:: What you are asked to do ::
Substitute "Label" for each "Target" in the lines below and leave everything else unchanged.
* * * *
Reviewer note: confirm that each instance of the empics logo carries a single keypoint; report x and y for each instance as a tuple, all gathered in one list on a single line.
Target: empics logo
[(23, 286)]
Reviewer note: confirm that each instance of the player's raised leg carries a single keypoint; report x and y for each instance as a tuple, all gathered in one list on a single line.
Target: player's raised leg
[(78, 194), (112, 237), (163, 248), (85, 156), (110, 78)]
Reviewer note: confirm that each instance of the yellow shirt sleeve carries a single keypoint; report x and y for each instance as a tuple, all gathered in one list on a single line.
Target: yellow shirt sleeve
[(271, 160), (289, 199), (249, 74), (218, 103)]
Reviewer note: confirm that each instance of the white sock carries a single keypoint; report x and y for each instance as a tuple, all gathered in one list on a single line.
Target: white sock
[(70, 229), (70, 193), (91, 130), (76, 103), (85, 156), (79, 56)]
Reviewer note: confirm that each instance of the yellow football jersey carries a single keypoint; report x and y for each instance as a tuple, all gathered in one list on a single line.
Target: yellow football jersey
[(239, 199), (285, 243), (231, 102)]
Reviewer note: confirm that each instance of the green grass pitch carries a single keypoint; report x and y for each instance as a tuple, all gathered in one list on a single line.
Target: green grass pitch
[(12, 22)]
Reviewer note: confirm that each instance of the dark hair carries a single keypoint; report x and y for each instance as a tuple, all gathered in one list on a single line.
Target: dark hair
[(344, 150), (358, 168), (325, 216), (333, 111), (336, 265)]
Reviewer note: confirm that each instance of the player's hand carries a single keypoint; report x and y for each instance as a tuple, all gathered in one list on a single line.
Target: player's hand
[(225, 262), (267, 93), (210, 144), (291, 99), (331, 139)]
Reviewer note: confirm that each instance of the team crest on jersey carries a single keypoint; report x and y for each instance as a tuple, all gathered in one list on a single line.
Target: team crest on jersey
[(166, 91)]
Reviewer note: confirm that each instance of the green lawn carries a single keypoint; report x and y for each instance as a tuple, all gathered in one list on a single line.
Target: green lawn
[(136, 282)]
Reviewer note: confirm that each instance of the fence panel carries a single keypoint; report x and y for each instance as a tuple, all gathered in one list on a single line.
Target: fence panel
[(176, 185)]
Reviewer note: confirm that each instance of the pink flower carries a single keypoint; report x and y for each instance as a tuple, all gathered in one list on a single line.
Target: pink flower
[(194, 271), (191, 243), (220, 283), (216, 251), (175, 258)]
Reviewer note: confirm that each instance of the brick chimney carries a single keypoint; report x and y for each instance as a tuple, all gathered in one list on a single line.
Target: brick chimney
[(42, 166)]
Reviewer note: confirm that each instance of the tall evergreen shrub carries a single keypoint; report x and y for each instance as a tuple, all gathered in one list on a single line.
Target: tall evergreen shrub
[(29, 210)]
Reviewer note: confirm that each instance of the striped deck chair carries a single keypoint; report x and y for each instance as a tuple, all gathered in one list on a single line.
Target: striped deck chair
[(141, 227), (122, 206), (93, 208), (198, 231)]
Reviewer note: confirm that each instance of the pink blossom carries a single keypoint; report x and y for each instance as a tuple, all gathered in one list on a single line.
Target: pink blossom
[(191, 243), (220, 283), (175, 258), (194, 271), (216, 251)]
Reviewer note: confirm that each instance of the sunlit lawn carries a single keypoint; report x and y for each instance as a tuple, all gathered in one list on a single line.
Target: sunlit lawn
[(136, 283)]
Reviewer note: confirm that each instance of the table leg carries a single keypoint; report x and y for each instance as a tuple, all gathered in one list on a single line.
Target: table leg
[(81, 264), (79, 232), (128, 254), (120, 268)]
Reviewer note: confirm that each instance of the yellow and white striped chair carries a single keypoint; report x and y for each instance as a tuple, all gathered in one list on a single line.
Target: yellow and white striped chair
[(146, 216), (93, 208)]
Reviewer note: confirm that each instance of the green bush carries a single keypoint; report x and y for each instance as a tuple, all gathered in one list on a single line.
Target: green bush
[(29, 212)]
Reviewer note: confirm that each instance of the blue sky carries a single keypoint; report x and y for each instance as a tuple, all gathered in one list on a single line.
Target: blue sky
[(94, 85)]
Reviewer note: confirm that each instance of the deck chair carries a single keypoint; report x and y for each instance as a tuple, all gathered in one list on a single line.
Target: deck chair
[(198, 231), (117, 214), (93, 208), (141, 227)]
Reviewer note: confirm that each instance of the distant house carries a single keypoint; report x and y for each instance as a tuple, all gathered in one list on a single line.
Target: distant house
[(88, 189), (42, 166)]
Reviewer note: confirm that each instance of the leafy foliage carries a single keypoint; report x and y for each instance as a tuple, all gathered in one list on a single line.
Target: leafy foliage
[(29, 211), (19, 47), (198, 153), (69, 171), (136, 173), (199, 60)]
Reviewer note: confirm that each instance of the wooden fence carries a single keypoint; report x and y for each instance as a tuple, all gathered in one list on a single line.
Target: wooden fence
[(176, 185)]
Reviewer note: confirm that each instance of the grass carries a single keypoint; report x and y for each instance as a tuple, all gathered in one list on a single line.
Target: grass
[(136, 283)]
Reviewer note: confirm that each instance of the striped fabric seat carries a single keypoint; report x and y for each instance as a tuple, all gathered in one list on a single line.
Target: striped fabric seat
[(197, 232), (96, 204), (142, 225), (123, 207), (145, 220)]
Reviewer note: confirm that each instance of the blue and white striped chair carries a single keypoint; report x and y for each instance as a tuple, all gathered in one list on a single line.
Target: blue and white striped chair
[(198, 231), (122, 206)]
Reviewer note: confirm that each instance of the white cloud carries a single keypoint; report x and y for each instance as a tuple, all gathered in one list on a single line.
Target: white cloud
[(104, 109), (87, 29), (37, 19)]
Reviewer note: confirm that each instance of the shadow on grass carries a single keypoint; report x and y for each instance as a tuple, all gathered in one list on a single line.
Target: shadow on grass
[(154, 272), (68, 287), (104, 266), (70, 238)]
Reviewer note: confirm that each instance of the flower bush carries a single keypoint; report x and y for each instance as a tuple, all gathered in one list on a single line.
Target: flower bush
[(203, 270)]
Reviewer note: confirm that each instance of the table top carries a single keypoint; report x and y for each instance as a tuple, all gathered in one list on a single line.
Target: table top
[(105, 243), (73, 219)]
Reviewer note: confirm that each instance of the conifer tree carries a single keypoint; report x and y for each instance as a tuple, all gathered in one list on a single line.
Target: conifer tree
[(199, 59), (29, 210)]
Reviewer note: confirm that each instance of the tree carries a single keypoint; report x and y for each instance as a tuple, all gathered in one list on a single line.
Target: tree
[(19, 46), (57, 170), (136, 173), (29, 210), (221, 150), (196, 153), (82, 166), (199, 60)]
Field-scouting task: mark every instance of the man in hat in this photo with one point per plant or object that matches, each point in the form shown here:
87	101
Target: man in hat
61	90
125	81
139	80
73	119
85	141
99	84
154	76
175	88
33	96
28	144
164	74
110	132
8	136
* * * *
:: Written response ::
Reviewer note: confirm that each instance of the empics logo carries a single keypoint; report x and y for each instance as a tuple, all gathered in one list on a single line.
Label: empics logo
[(23, 286)]
Reviewer note: confirm that each instance of the player's raised leg carries a single keypoint; report x and y for each instance as a tuple, all gathered in one list on a single line.
Label: player's raised leg
[(78, 194), (112, 237), (163, 248), (85, 156), (110, 78)]
Reviewer note: confirm that each instance of the yellow shirt sleeve carries a single keypoint; report x and y for each instance as a tuple, all gathered in one list on a single line.
Label: yellow shirt sleeve
[(271, 160), (289, 199), (249, 74), (218, 103)]
Reviewer note: confirm that each instance of the white sock carries a single keypoint; report x and y for each instance as a tuple, all gathered in one list on a single line.
Label: white sock
[(70, 229), (70, 193), (91, 130), (76, 103), (85, 156), (79, 56)]
Reviewer note: confirm that each instance of the yellow football jersey carries a single keypoint; report x and y for each instance as a tuple, all gathered in one list on a single line.
Label: yellow football jersey
[(239, 199), (285, 243), (231, 102)]
Reviewer note: confirm that each instance of the green grass pitch carries a single keypoint; report x and y for each instance as a tuple, all gathered in one list on a single line.
Label: green grass pitch
[(12, 22)]
Reviewer note: confirm that each instance of the dark hair carries a single keypoint; report x and y for each instance as a tuple, all gathered in one list on a single line.
Label: dark hair
[(344, 150), (358, 168), (325, 216), (333, 111), (336, 265)]
Reviewer note: confirm that each instance of the player's hand carries a single keypoint; report x and y for each instance as a tuple, all gathered in one list on a single line.
Label: player's hand
[(225, 262), (267, 93), (210, 144), (291, 99), (331, 139)]
Reviewer note: confirm that each instance of the team crest on jersey carries a single keypoint; report x and y for each instance as a tuple, all gathered in one list on a single line.
Label: team crest on jersey
[(166, 91)]
Reviewer note: confirm that each instance of the green lawn carries a single keypoint; report x and y for each instance as a tuple, all gathered in one list on a single line.
Label: green lawn
[(136, 282)]
Reviewer note: confirm that each instance of the fence panel carries a single keypoint; report x and y for each instance as a tuple, all gathered in one list on a single line.
Label: fence panel
[(176, 185)]
Reviewer note: confirm that each instance of the pink flower carries a single keypoint; report x and y for each instance as a tuple, all gathered in one list on a single line.
Label: pink flower
[(194, 271), (191, 243), (220, 283), (216, 251), (175, 258)]
Reviewer note: confirm that each instance of the brick chimney carries a single keypoint; report x and y for each instance as a tuple, all gathered in one list on a single line.
Label: brick chimney
[(42, 166)]
Reviewer note: confirm that each instance of the tall evergreen shrub carries a single keypoint; report x and y for each instance as a tuple, all gathered in one list on a single line.
Label: tall evergreen shrub
[(29, 210)]
Reviewer note: confirm that each instance of the striped deck chair carries a single keypoint; report x and y for each instance as a tuple, all gathered in one list on a single line.
Label: striped deck chair
[(141, 227), (122, 206), (93, 208), (198, 231)]
Reviewer note: confirm that each instance of the pink blossom carries a single keypoint; report x and y for each instance as a tuple, all gathered in one list on a single line.
Label: pink blossom
[(191, 243), (220, 283), (175, 258), (194, 271), (216, 251)]
Reviewer note: confirm that each instance of the sunlit lawn carries a single keypoint; report x and y for each instance as a tuple, all gathered in one list on a single line.
Label: sunlit lawn
[(136, 283)]
Reviewer note: confirm that each instance of the table leg carries a single keypoint; report x and y for each instance as a tuple, all gathered in one list on a single line.
Label: table leg
[(81, 264), (79, 232), (128, 254), (120, 268)]
Reviewer note: confirm that each instance of the yellow and white striped chair carries a single keypoint; report x and y for each instance as a tuple, all gathered in one list on a single line.
Label: yellow and white striped chair
[(146, 216), (93, 208)]
Reviewer note: confirm that each instance of the green bush carries a single keypoint; report x and y for each instance as a tuple, all gathered in one list on a single line.
Label: green bush
[(29, 212)]
Reviewer note: confirm that each instance of the blue sky carries a single keypoint; report x and y for each instance as a tuple, all gathered in one list on a single line.
Label: blue sky
[(94, 85)]
Reviewer note: confirm that each instance of the deck chair carries a single keypoint; report x and y for each instance as a tuple, all gathered in one list on a single line.
Label: deck chair
[(198, 231), (117, 214), (93, 208), (141, 227)]
Reviewer note: confirm that each instance of the distant house carries a single keypoint; report x and y for each instance as a tuple, all gathered in one list on a single line.
Label: distant house
[(88, 189), (42, 166)]
Reviewer note: confirm that each instance of the leafy foliage carries a single keypoint; report x and y for each instance as a tuple, all gathered in one list on a single line.
Label: leafy foliage
[(29, 211), (19, 47), (198, 153), (69, 171), (136, 173), (199, 60)]
Reviewer note: confirm that each instance of the wooden fence carries a single keypoint; report x and y for each instance as a tuple, all gathered in one list on a single line.
Label: wooden fence
[(176, 185)]
Reviewer note: confirm that each instance of the grass carries a single keypoint; report x and y for each instance as a tuple, all gathered in one list on a single line.
Label: grass
[(136, 283)]
Reviewer note: confirm that each instance of the striped fabric seat carries a single keypoint; report x and y for each instance as a tuple, all gathered in one list on a single line.
Label: striped fabric seat
[(197, 232), (96, 204), (142, 225), (123, 207), (145, 220)]
Reviewer note: confirm that each instance of the blue and white striped chair carries a single keypoint; report x and y for each instance as a tuple, all gathered in one list on a single line.
Label: blue and white striped chair
[(198, 231), (122, 206)]
Reviewer note: confirm that each instance of the white cloud carries a single keypoint; report x and y for each instance as a tuple, all gathered in one list on a single line.
Label: white cloud
[(104, 109), (87, 29), (37, 19)]
Reviewer note: confirm that each instance of the shadow on grass carries a single keypoint; report x and y for each instance as a tuple, all gathered in one list on a single line.
Label: shadow on grass
[(154, 272), (68, 287), (104, 266), (70, 238)]
Reviewer note: confirm that each instance of the flower bush carries a single keypoint; report x and y for each instance as a tuple, all gathered in one list on a single line.
Label: flower bush
[(203, 270)]
Reviewer note: confirm that each instance of the table top carries a single keypoint; report x and y for each instance as a tuple, all gathered in one list on a single line.
Label: table top
[(105, 243), (73, 219)]
Reviewer note: confirm that each instance of the conifer tree carries a single keypoint; report x and y for each instance as a tuple, all gathered in one list on a single line.
Label: conifer tree
[(199, 59), (29, 210)]
Reviewer note: confirm that each instance of the tree carries a single keypoint; report x and y for each instance as a tuple, all gathered in one list on a single line.
Label: tree
[(19, 46), (57, 170), (136, 173), (29, 210), (221, 150), (196, 153), (82, 166), (199, 60)]
Field-scouting task: mark every instance of the man in hat in this photo with one point per plant or object that matches, each point in the form shown here:
87	101
Label: man in hat
61	90
125	81
139	80
73	119
85	141
99	84
154	76
175	88
33	96
28	144
164	74
110	132
8	136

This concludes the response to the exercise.